Task: Return every entry exactly.

Data to process:
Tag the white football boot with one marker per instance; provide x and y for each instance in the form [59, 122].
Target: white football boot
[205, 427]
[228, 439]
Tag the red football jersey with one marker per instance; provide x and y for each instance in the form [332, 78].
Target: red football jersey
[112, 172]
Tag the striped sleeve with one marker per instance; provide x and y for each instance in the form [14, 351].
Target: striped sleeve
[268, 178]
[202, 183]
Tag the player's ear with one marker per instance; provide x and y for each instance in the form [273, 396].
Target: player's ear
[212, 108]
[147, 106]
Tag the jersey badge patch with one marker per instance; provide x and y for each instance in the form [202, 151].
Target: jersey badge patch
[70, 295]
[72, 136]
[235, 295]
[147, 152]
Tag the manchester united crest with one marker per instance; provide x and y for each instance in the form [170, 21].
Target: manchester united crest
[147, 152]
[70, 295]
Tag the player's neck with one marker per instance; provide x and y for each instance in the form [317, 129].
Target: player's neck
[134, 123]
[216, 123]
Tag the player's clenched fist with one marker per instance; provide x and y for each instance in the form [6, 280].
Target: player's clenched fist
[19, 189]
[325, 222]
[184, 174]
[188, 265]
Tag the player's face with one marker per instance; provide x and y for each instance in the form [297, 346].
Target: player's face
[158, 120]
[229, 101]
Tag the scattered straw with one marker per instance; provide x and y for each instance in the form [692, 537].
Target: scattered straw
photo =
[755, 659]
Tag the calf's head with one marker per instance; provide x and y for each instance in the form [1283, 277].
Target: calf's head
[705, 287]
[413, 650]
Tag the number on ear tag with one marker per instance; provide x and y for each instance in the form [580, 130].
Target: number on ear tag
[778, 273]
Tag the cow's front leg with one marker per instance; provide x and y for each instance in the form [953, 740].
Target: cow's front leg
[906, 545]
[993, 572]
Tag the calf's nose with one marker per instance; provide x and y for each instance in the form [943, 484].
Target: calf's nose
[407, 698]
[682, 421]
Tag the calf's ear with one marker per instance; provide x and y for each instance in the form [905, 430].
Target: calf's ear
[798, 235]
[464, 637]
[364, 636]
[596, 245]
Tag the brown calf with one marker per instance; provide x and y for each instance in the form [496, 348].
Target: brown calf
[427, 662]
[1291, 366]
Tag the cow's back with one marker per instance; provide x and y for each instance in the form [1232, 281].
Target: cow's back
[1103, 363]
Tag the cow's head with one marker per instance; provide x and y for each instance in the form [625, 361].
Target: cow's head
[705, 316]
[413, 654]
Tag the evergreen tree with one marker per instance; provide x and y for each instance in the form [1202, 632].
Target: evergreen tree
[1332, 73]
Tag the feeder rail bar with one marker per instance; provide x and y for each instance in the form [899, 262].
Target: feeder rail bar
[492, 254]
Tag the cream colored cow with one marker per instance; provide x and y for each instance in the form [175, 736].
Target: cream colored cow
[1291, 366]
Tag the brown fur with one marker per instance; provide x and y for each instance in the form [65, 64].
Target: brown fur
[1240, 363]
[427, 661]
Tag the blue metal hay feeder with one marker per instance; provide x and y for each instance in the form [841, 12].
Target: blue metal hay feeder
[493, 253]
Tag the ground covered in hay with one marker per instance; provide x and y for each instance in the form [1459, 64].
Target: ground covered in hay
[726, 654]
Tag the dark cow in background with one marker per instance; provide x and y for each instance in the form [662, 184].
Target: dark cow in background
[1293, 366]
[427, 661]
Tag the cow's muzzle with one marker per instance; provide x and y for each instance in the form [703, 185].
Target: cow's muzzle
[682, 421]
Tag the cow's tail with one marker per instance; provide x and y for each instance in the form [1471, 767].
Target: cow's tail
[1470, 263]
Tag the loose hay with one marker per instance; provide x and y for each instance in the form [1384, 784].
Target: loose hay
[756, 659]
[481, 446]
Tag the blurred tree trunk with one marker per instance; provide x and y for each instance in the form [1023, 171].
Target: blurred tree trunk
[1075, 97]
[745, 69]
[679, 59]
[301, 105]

Response to the task:
Tag the white football boot with one marker per instance; provide x and y for each instance in the form [59, 122].
Target: white football boot
[205, 427]
[228, 439]
Tag the red football jersey with one marker per instance; provide x and y for each instance in the form [332, 78].
Target: red football jersey
[112, 172]
Tag the striped sleeve with one marker per instance; provide x and y for each instance in the form [14, 351].
Target: striped sleeve
[268, 178]
[202, 183]
Tag the player's ear with one marker per instance; provide x and y for each instance in the form [273, 396].
Target: player's ear
[212, 108]
[147, 106]
Tag the jersey badge patch with one marker per instance; provide x and y for each instance in the form [202, 151].
Target: jersey badge patch
[70, 295]
[72, 136]
[235, 295]
[147, 152]
Tag the manchester united crest with one marker per instance; provide x and y for each instance in the form [170, 21].
Target: manchester united crest
[147, 152]
[70, 295]
Tag the player's neck with one marker per instance; provide x and y for each instance in the form [317, 129].
Target: player's neck
[134, 123]
[216, 123]
Tag the player's clenched fist with one marker per instance; provide x and y for each instance in the form [6, 280].
Target: player's clenched fist
[19, 189]
[325, 222]
[184, 174]
[188, 265]
Tag the player's face with one marker per instance; provide x and y for each instance in the form [297, 346].
Target: player's face
[158, 120]
[229, 101]
Tag the scattered straw with one marker per instance; provide x and y for each instance in the form [692, 537].
Target: scattered straw
photo =
[755, 659]
Tag the calf's head with one marker per instance; provide x and y for each instance in the form [1283, 277].
Target: calf's head
[705, 287]
[413, 650]
Tag the number on ear tag with one marker per instance; provide x and y for each instance in the form [580, 130].
Target: number on ear tag
[778, 273]
Tag the cow's front leg with one marker per instance; provide x and y for each instance in the form [953, 740].
Target: cow's front leg
[906, 545]
[993, 572]
Tag the calf's nose with one marker per instance; provide x and y for each instance in the form [943, 484].
Target: calf's nose
[407, 698]
[682, 421]
Tag the calf's ear with one marker per instance; provide x and y for each instance in the form [905, 430].
Target: calf's ear
[798, 235]
[464, 637]
[364, 636]
[596, 245]
Tag the brown calf with one marker per instance; provide x and y for each instance in the form [496, 348].
Target: brown calf
[427, 662]
[1291, 366]
Tag the cow's back with one marker per instance; provide x and y for each instance in the form [1232, 281].
Target: cow's back
[1103, 363]
Tag the cow's head with one marker per instance; provide x and y for each instance in the form [625, 361].
Target: cow's head
[705, 316]
[413, 654]
Tag the evergreen tree with one marker per instance; provide x and y for each instance in the form [1202, 632].
Target: evergreen tree
[1332, 73]
Tag the feeder rail bar with one marker per instance; provide x and y for each instance in the form [899, 262].
Target: feeder rail bar
[492, 254]
Tag the cream colored cow with one marker per instance; provide x and y for each instance in the form [175, 736].
Target: cream colored cow
[1291, 366]
Tag the brown fur with one marker per instance; provide x and y for each instance in the form [65, 64].
Target: brown fur
[1240, 363]
[427, 661]
Tag the blue metal hay feeder with one marker per instance; provide x and y for each instance in the form [841, 12].
Target: blue metal hay feeder
[493, 253]
Tag the ground covered in hay with one marker per instance; provide x and y for each instance in the form [1459, 64].
Target: ground covered in hay
[726, 654]
Tag the dark cow in background with one marker per instance; provide x and y for each instance in the form [662, 184].
Target: dark cow in background
[1293, 366]
[427, 661]
Tag the cow's muzzle with one marker per instance; provide x and y for each instance in the form [703, 185].
Target: cow's muzzle
[682, 421]
Tag the cow's tail with one marker per instance; provide x and y for each instance in the form [1471, 767].
Target: cow's tail
[1470, 263]
Tag the loose hay with one marker per instance; provide x and y for each instance in the form [1384, 784].
Target: loose hay
[756, 659]
[481, 446]
Tag the blurred tree trunk with one marker per instance; provide x and y for each instance in the form [1023, 171].
Target: blurred tree trunk
[1075, 97]
[745, 69]
[679, 59]
[301, 105]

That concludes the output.